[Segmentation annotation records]
— Begin —
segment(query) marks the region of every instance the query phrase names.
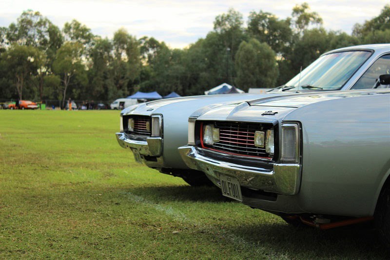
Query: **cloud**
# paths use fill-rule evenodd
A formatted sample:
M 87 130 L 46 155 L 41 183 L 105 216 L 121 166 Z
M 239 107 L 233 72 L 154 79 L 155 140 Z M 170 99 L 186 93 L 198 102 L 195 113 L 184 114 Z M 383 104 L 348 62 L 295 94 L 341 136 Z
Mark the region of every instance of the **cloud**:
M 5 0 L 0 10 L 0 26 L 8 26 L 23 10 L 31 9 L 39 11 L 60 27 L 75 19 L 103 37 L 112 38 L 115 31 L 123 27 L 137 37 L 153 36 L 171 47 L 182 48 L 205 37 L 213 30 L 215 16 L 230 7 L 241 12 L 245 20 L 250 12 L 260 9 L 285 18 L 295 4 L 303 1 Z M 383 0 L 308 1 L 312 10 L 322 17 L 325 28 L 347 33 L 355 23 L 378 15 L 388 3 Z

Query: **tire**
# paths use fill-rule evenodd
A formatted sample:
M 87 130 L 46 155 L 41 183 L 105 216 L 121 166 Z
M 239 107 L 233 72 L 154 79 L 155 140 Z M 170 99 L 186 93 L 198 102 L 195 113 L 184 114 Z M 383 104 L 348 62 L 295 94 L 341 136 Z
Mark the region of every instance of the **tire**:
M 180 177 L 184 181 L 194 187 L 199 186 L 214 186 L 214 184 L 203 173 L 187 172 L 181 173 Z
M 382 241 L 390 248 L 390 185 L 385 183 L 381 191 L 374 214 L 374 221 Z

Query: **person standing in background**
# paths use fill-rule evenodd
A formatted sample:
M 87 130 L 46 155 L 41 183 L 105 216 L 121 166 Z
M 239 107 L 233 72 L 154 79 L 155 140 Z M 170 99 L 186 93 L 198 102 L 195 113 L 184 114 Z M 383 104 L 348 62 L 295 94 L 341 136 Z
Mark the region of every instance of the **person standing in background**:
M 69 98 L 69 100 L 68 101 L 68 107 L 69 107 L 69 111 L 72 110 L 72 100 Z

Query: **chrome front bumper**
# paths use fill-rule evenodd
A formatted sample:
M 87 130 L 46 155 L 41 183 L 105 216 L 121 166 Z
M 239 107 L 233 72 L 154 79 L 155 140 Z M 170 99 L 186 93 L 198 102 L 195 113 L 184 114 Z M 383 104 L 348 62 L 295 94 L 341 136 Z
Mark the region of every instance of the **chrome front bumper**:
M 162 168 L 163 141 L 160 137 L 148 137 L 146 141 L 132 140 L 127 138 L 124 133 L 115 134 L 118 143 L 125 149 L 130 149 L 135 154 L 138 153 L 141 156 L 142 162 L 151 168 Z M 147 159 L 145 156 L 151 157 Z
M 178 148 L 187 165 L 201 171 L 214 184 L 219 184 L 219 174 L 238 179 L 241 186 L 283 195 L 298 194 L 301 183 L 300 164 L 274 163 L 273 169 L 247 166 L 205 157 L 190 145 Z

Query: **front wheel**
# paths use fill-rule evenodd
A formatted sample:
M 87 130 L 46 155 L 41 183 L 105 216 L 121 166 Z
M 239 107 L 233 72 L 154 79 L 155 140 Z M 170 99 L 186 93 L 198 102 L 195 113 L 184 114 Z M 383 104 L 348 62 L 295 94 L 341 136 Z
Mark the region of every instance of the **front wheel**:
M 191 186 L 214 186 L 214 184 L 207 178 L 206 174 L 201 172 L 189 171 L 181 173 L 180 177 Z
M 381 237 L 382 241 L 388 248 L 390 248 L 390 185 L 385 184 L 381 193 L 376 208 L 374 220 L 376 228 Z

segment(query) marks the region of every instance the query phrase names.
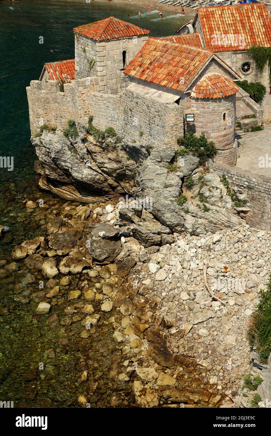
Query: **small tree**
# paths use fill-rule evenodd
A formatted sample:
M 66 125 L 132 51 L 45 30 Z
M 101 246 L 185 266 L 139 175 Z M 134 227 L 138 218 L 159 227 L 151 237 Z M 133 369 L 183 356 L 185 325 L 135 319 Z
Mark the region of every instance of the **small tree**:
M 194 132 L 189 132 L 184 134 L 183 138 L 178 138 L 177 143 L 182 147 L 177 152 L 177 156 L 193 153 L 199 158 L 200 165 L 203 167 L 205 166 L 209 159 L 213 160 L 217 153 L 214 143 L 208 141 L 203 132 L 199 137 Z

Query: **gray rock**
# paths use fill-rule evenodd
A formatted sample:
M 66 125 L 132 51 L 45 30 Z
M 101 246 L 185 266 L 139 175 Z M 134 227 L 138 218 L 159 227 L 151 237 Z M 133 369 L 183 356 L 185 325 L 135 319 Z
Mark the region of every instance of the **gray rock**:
— End —
* **What the task requires**
Swap every "formatted sample" in the material above for "formatted reference" and reproduce all of it, changing nothing else. Leave the pictures out of your answer.

* **Response**
segment(query) marks the region of every instance the query phrase names.
Query: **cloud**
# paths use fill-rule evenodd
A formatted reference:
M 87 130 L 46 155 L 41 183 L 105 216 L 121 166 Z
M 239 107 L 233 72 L 154 79 L 155 140 Z M 170 99 L 186 93 L 198 102 L 195 113 L 184 114 Z M 383 104 L 348 62 L 295 94 L 341 136 Z
Mark the region of every instance of the **cloud**:
M 5 0 L 0 10 L 0 26 L 8 26 L 23 10 L 31 9 L 39 11 L 60 27 L 75 19 L 103 37 L 112 38 L 115 31 L 123 27 L 137 37 L 153 36 L 171 47 L 182 48 L 205 37 L 213 30 L 215 16 L 230 7 L 241 12 L 245 20 L 250 12 L 260 9 L 285 18 L 295 4 L 303 1 Z M 383 0 L 308 1 L 312 10 L 322 17 L 325 28 L 347 33 L 355 23 L 378 15 L 388 3 Z

Query: **tire**
# paths use fill-rule evenodd
A formatted reference:
M 87 130 L 46 155 L 41 183 L 105 216 L 121 166 Z
M 239 107 L 233 72 L 154 79 L 155 140 Z M 170 99 L 186 93 L 198 102 L 195 113 L 184 114 Z M 383 104 L 348 62 L 295 94 L 341 136 Z
Mark the region of every instance of the **tire**:
M 180 177 L 184 181 L 194 187 L 199 186 L 214 186 L 214 184 L 203 173 L 187 172 L 181 173 Z
M 382 241 L 390 248 L 390 185 L 385 183 L 381 191 L 374 214 L 374 221 Z

Query: **person standing in background**
# paths use fill-rule evenodd
A formatted reference:
M 87 130 L 46 155 L 41 183 L 105 216 L 121 166 Z
M 239 107 L 233 72 L 154 79 L 155 140 Z M 170 99 L 186 93 L 198 102 L 195 113 L 184 114 Z M 383 104 L 348 62 L 295 94 L 341 136 Z
Mark the region of every instance of the **person standing in background**:
M 69 98 L 69 100 L 68 101 L 68 107 L 69 107 L 69 111 L 72 110 L 72 100 Z

Query: **chrome front bumper**
# paths use fill-rule evenodd
A formatted reference:
M 87 130 L 46 155 L 41 183 L 105 216 L 121 166 Z
M 239 107 L 233 72 L 154 79 L 155 140 Z M 170 99 L 186 93 L 198 102 L 195 113 L 184 114 Z M 383 104 L 348 62 L 295 94 L 341 136 Z
Mark the region of every instance of the **chrome front bumper**:
M 162 168 L 163 141 L 160 137 L 148 137 L 146 141 L 132 140 L 127 138 L 124 133 L 115 134 L 118 143 L 125 149 L 130 149 L 135 154 L 138 153 L 141 156 L 142 162 L 151 168 Z M 147 159 L 145 156 L 151 157 Z
M 178 148 L 187 165 L 201 171 L 214 184 L 219 184 L 219 174 L 238 179 L 241 186 L 283 195 L 298 194 L 301 183 L 300 164 L 274 163 L 273 169 L 247 166 L 205 157 L 190 145 Z

Query: **front wheel**
# paths use fill-rule evenodd
A formatted reference:
M 87 130 L 46 155 L 41 183 L 105 216 L 121 166 Z
M 239 107 L 233 72 L 154 79 L 155 140 Z M 170 99 L 186 93 L 198 102 L 195 113 L 184 114 Z M 383 104 L 348 62 L 295 94 L 341 136 Z
Mark the region of every instance of the **front wheel**:
M 191 186 L 214 186 L 214 184 L 207 178 L 206 174 L 201 172 L 189 171 L 181 173 L 180 177 Z
M 381 237 L 382 241 L 388 248 L 390 248 L 390 185 L 385 184 L 381 193 L 376 208 L 374 220 L 376 228 Z

segment(query) marks the region of every instance the query phrase names.
Query: **small tree**
# paths use fill-rule evenodd
A formatted reference:
M 66 125 L 132 51 L 45 30 Z
M 101 246 L 185 266 L 139 175 Z M 134 227 L 138 218 L 159 227 L 151 237 Z M 133 369 L 183 356 L 185 325 L 135 319 Z
Mark the region of every instance of the **small tree**:
M 194 132 L 189 132 L 184 134 L 183 138 L 178 138 L 177 143 L 182 147 L 177 152 L 177 156 L 193 153 L 199 158 L 200 165 L 203 167 L 205 166 L 209 159 L 213 160 L 217 153 L 214 143 L 208 141 L 203 132 L 199 137 Z

Query: **gray rock**
# paths use fill-rule evenodd
A formatted reference:
M 66 125 L 132 51 L 45 30 Z
M 101 246 L 185 266 L 139 175 Z M 134 227 L 138 218 L 159 227 L 151 237 Z M 133 369 L 183 356 L 185 325 L 135 319 Z
Mark the region of every instance of the **gray rock**:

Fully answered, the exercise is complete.